> **Exercise instructions**
1: Decide whether each statement agrees with the land-use passage below: (a) the Coweeta program now works across 54,000 km2 in four states; (b) agricultural activity in the Coweeta region peaked in 1900; (c) center-pivot irrigation is declining. Answer yes or no for each and quote the words from the passage that decide it.
2: According to the land-use passage below, which year marks the beginning of the recreation and real estate boom in the Coweeta region?

> **Passage to read**
+===+

Farming—including cropland, pasture, and reserve—occupies much of the rest of the land cover.
The site and surrounding townships were occupied in the mid-1800s by Euro-American settlers who
cleared the forest cover and practiced mixed farming (Gray 1994); practices gradually shifted toward
cash grains, fruits, and vegetables for regional markets (Cronon 1991). Present-day farming is a mixture of small-scale pluri-activity and medium-scale industrialized farming, with significant reliance
on rented land. Farming historically relied on rainfall, but center-pivot irrigation is now increasing.
II.B.v Coweeta (CWT) Region
The Coweeta LTER has evolved from a site-based to a region-based research project. Coweeta
initially emphasized the impact of forestry management practices on the hydrological cycle in small,
experimental watersheds at the 2,185 ha Coweeta Hydrologic Laboratory; now the program emphasizes interdisciplinary analysis with ecological and socioeconomic components across 54,000 km2 of
Georgia, North Carolina, Tennessee, and Virginia. In this region, 1800 marks the beginning of significant Euro-American settlement; 1820 the take-off of modernization and market segmentation;
1900 the apogee of forest clearing; 1930 the peak in agricultural activity; and 1970 the beginning of
the recreation and real estate boom (Yarnell 1998).

+===+

> **Data listing**
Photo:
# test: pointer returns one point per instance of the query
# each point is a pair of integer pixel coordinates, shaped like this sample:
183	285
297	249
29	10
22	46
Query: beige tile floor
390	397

+===+

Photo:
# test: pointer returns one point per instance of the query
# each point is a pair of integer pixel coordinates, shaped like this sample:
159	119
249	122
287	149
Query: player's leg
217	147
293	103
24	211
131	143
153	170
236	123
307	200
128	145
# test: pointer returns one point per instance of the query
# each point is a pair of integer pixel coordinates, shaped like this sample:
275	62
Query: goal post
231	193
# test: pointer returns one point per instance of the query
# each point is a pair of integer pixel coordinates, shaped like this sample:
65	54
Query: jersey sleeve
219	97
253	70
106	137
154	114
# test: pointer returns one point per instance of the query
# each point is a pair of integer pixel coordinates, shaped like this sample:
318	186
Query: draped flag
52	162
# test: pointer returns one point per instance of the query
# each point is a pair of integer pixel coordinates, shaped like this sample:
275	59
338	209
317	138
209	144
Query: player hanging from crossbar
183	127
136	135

+===+

> **Worked solutions**
1:
(a) Yes: "across 54,000 km2 of Georgia, North Carolina, Tennessee, and Virginia"
(b) No: "1930 the peak in agricultural activity"
(c) No: "center-pivot irrigation is now increasing"

2: 1970